--- Start ---

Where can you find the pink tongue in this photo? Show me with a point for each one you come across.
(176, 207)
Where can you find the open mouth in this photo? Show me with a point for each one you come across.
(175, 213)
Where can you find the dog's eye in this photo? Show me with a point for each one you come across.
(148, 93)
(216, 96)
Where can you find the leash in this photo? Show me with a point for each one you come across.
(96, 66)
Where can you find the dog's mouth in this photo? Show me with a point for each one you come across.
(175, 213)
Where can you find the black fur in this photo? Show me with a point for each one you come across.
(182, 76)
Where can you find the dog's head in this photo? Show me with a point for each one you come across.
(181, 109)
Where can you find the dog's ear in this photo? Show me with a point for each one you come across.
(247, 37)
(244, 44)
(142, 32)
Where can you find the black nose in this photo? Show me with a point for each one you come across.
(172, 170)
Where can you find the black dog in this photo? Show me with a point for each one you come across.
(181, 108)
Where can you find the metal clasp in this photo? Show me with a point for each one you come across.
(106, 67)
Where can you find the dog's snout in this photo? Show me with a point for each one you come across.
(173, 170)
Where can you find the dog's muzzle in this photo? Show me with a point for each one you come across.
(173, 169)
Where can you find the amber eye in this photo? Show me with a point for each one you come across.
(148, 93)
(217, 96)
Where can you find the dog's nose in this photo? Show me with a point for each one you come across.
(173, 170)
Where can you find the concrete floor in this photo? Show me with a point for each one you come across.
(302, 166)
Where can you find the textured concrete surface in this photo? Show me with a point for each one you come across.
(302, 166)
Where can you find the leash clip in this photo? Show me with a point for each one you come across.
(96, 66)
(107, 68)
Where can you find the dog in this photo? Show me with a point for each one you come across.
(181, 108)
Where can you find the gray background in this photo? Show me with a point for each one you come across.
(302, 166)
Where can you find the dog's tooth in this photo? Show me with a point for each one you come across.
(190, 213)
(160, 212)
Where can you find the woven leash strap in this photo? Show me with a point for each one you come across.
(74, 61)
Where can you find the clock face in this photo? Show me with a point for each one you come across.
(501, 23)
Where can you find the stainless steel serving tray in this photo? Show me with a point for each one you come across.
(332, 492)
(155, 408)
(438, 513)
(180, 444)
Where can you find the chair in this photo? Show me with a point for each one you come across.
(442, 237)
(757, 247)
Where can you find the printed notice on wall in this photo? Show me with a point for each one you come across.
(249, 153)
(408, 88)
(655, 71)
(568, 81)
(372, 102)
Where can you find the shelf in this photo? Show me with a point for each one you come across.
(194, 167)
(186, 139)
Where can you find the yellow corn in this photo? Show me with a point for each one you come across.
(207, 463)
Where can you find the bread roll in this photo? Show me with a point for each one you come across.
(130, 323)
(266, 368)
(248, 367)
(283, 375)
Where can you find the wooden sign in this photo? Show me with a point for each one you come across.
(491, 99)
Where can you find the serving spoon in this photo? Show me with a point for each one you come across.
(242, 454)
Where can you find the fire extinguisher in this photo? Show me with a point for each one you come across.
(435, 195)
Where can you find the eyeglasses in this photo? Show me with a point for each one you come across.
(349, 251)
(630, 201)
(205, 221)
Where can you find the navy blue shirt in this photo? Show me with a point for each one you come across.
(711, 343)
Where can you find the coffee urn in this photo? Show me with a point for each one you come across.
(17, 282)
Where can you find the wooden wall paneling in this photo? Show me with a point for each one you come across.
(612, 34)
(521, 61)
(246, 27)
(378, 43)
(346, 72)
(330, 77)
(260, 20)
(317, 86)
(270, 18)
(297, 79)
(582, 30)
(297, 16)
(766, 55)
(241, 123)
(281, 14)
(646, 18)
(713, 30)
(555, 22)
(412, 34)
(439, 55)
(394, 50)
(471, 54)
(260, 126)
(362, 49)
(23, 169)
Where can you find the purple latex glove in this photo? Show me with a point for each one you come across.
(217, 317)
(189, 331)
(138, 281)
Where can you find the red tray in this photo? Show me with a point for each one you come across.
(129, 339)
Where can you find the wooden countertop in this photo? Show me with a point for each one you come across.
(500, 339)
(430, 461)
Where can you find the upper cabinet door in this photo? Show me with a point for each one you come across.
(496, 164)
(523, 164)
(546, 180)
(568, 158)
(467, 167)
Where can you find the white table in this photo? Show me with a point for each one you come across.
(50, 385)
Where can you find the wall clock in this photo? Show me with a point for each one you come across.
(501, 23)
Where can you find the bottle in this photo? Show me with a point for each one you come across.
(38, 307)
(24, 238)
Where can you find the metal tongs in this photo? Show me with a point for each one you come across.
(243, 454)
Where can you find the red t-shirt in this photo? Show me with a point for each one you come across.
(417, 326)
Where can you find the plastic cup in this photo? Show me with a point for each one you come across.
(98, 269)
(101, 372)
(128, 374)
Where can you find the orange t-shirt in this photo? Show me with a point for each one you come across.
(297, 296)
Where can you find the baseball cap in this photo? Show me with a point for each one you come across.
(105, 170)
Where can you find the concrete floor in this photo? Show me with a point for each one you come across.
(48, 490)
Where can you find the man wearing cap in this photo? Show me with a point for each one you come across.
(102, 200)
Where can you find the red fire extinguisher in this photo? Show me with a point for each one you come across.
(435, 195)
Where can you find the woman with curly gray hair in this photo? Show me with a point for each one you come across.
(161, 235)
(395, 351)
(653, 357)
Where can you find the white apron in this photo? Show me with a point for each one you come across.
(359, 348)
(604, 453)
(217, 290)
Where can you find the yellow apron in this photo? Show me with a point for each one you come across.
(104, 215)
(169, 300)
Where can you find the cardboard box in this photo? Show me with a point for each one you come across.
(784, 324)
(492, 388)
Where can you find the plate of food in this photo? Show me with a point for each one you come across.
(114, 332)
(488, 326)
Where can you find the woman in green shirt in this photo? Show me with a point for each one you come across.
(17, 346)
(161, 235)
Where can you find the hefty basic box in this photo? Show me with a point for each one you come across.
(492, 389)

--- End ---

Print from the line containing "Where can you find the yellow apron" to the last line above, exactly as written.

Where can you find the yellow apron in this photo? Show me with a point for each one you come across.
(104, 215)
(169, 300)
Where can you find the cardboard box in this photo? Show me with a point for each one you come across.
(784, 324)
(492, 388)
Where can you find the plate of food in this photo? Show me with a point for each one you come across.
(114, 332)
(488, 326)
Where can you find the woman in green shirt in this photo? Show me with a point for each one you come across.
(17, 346)
(161, 235)
Where can you find the hefty basic box in this photo? Show me with a point for each one you come across.
(492, 389)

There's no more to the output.